-- The tasks --
1. Answer these questions using the passage about Charles Dickens and his Christmas novella.
(a) In what year was the movie mentioned in the passage released?
(b) On what date was the first edition of the book published?
(c) Who was the ghost that visits Ebenezer Scrooge in his life?
2. Identify and copy each line of the records that contains the string "hair". Case counts.

I haven’t seen “The Man Who Invented Christmas.” Released in 2017, the movie is based on a book by the same name and follows the six weeks in 1843 when Charles Dickens wrote the novella, or Victorian morality tale, we know today as The Christmas Carol.

The first edition published on December 19 sold out by Christmas Eve and by the end of 1844, another 12 editions were released, so Dickens enjoyed some success with the book as well as subsequent public readings.

Relatively speaking, the book has been credited with inspiring several Christmas traditions including family gatherings, seasonal food and drink, dancing, games and generosity, as well as the popularity of such terms as Merry Christmas, Bah Humbug! and Scrooge.

We’ve all heard the story, adaptations, variations or thematic works featuring Ebenezer Scrooge, or a character of his likeness, visited by the ghost of his former business partner Jacob Marley and challenged by the spirits of Christmas Past, Present and Yet to Come.

-- Recorded data --
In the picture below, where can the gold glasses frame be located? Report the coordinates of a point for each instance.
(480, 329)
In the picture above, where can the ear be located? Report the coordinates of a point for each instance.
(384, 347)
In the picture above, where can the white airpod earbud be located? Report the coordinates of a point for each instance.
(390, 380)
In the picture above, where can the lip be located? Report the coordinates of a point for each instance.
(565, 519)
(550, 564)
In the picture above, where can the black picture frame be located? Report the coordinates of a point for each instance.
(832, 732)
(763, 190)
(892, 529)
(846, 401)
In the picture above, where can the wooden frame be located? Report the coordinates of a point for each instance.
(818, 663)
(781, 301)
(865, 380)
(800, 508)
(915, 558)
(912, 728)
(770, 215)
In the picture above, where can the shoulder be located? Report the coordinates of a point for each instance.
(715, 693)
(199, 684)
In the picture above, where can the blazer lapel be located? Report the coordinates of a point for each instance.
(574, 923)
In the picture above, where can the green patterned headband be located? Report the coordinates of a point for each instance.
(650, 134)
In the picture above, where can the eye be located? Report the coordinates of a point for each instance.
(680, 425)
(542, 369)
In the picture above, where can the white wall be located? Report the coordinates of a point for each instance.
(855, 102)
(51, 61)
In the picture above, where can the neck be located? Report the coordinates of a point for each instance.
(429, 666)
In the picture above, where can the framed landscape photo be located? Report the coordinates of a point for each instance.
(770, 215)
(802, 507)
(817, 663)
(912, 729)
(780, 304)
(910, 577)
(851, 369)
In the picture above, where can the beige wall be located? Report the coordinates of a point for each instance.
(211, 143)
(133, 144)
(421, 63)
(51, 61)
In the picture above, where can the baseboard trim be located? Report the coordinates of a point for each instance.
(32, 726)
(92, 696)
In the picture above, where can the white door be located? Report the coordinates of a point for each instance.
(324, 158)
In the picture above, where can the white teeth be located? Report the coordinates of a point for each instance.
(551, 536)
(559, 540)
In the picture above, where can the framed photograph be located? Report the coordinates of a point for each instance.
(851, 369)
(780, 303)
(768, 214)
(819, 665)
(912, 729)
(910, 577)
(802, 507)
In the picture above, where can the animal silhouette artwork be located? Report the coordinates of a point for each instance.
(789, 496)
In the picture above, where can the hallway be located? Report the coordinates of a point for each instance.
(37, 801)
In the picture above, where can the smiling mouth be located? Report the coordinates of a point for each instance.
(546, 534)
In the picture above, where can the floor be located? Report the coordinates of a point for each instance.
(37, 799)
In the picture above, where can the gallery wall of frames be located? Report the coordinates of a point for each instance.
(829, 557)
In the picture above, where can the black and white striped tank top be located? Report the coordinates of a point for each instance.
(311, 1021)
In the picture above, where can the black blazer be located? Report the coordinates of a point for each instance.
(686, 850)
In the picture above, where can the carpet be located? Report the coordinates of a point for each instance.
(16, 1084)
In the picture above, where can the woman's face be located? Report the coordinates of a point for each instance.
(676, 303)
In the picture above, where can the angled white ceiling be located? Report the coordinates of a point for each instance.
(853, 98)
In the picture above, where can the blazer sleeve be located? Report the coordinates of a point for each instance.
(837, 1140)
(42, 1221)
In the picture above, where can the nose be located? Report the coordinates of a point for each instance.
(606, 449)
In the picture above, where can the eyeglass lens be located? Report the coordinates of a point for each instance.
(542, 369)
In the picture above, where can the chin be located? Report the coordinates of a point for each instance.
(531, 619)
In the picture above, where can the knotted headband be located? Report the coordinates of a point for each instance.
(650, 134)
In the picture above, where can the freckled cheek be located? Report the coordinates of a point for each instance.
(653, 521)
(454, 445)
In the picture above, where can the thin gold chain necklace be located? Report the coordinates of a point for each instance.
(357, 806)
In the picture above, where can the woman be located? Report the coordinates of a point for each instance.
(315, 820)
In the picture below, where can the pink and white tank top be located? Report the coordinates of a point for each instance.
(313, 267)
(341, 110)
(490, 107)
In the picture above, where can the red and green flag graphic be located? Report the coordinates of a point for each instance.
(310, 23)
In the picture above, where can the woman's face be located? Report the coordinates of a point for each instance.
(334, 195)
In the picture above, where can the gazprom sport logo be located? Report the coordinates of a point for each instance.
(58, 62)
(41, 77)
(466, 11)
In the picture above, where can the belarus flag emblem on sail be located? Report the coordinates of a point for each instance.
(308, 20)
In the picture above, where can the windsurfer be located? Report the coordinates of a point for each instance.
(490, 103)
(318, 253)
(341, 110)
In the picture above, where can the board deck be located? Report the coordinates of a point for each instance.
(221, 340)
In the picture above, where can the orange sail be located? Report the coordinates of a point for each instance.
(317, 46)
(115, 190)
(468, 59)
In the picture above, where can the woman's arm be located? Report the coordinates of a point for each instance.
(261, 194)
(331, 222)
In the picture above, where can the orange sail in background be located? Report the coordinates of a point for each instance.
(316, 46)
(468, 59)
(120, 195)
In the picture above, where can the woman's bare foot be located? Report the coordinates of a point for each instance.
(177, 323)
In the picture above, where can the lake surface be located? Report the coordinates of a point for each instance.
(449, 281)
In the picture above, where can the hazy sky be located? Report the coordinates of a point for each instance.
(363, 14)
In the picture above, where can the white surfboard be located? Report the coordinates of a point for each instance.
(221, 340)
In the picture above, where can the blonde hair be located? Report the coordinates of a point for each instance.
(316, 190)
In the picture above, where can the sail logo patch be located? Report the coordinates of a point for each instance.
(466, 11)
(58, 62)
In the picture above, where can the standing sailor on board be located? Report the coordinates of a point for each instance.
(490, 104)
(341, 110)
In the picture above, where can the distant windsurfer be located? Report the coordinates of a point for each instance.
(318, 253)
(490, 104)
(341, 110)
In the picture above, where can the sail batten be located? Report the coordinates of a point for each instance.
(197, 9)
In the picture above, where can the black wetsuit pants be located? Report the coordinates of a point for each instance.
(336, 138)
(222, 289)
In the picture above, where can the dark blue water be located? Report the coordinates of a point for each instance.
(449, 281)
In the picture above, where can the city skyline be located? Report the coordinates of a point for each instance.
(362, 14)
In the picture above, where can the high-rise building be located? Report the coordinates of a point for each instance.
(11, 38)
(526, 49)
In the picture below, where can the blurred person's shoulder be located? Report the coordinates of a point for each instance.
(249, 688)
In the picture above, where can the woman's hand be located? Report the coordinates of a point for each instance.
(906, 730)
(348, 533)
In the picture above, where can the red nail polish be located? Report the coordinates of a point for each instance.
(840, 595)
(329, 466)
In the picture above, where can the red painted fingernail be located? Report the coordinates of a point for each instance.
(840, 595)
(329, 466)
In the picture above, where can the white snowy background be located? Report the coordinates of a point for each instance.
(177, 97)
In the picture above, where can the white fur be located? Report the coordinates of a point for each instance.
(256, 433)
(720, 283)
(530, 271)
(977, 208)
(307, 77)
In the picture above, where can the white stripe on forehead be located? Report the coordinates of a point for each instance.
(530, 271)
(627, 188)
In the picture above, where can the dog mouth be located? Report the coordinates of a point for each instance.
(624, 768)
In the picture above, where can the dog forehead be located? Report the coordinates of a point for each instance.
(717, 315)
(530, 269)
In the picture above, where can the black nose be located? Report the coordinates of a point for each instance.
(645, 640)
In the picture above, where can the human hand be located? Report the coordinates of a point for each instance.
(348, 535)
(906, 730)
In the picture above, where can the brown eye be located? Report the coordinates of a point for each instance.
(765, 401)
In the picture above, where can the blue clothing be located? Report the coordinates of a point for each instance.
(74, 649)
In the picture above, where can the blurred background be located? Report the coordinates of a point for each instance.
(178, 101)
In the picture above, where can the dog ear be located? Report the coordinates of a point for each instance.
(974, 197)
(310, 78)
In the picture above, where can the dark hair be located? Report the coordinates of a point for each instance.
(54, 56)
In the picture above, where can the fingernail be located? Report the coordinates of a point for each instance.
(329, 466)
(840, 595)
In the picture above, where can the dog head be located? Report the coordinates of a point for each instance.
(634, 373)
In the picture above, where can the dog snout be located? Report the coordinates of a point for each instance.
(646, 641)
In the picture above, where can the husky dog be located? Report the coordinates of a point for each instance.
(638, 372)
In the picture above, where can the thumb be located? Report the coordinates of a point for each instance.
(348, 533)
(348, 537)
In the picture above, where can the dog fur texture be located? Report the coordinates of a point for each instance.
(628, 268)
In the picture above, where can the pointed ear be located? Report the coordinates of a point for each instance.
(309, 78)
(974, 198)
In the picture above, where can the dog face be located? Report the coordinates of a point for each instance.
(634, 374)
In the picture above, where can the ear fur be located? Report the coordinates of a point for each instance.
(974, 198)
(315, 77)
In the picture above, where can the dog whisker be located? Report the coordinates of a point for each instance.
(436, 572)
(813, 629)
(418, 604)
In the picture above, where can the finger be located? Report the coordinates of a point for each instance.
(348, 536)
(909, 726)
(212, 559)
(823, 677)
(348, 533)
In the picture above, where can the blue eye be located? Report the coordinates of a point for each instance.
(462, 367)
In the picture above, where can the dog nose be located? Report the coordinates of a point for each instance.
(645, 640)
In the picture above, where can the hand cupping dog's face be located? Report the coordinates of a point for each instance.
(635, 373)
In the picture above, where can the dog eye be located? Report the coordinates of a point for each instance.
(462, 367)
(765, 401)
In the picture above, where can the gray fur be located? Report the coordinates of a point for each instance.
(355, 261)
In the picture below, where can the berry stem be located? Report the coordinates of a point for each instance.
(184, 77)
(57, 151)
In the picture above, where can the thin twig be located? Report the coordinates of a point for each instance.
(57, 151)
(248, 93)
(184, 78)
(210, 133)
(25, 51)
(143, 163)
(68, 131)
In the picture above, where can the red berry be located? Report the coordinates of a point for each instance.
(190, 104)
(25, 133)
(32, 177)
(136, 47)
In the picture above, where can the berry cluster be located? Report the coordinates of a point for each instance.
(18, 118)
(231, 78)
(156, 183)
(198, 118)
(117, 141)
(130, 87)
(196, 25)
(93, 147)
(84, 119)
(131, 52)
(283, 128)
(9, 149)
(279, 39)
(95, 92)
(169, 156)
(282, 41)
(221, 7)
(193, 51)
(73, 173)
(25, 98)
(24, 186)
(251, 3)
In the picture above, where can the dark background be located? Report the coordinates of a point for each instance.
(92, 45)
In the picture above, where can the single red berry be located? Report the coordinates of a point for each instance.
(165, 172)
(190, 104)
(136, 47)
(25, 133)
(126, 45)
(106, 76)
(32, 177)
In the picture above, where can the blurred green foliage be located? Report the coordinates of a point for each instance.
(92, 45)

-- Results by task --
1.
(a) 2017
(b) December 19
(c) Jacob Marley, his former business partner

2.
In the picture above, where can the blonde hair be located? Report the coordinates of a point for each instance.
In the picture above, where can the dark hair be located? Report the coordinates of a point for each instance.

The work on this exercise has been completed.